= GIVEN REQUEST A =
Transcribe the part of the Formula 1 database text that opens with the words containing "SQL queries are" and closes with "on larger-than-RAM data.".
= GIVEN REQUEST B =
Decide whether each statement agrees with the Formula 1 database text, and back each yes or no with the deciding words quoted from it. (i) The Ergast data reaches back to the 1950 season. (ii) The two race records made with dplyr were produced in pure SQL. (iii) The Ergast data can be obtained only through an API.

= READING PASSAGE =
((
In this lecture, I cover how to create a SQLite database image version of the Ergast Developer API containing historical Formula 1 racing data.
SQL queries are sent to this file from R/RStudio using the DBI and RSQLite packages and several F1 race records and category-leaders for:
were derived from the tables in the SQLite database. RSQLite is a SQL engine with superb R integration. It exhibits reasonably fast joins and aggregations, typically among the most important features of a database system. It is simple to use, loads data robustly, and runs very fast on larger-than-RAM data.
Finally, I discuss how to use the dplyr package to interface with databases and to make window functions available to SQLite files. Two race records were produced using dplyr syntax and window functions that would have been difficult to accomplish using pure SQL.
For fans of Formula 1 racing, the Ergast Developer API is an invaluable source of historical race data, race results, and constructor and driver standings for every season since 1950. This data is openly licensed and made readily available through a variety of interfaces, including an API, a webpage that can be queried from a manual interface, and a downloadable database image.
))
= DATA PROVIDED =
((
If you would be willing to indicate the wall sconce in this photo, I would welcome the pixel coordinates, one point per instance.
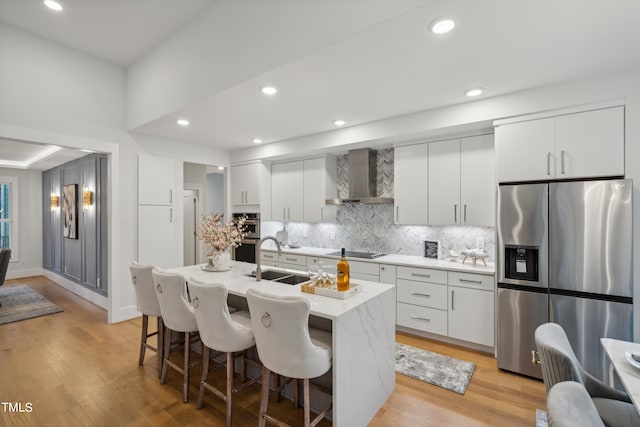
(87, 198)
))
= RIGHT ANSWER A =
SQL queries are sent to this file from R/RStudio using the DBI and RSQLite packages and several F1 race records and category-leaders for:
were derived from the tables in the SQLite database. RSQLite is a SQL engine with superb R integration. It exhibits reasonably fast joins and aggregations, typically among the most important features of a database system. It is simple to use, loads data robustly, and runs very fast on larger-than-RAM data.

= RIGHT ANSWER B =
(i) Yes: "for every season since 1950."
(ii) No: "Two race records were produced using dplyr syntax and window functions that would have been difficult to accomplish using pure SQL."
(iii) No: "made readily available through a variety of interfaces, including an API, a webpage that can be queried from a manual interface, and a downloadable database image."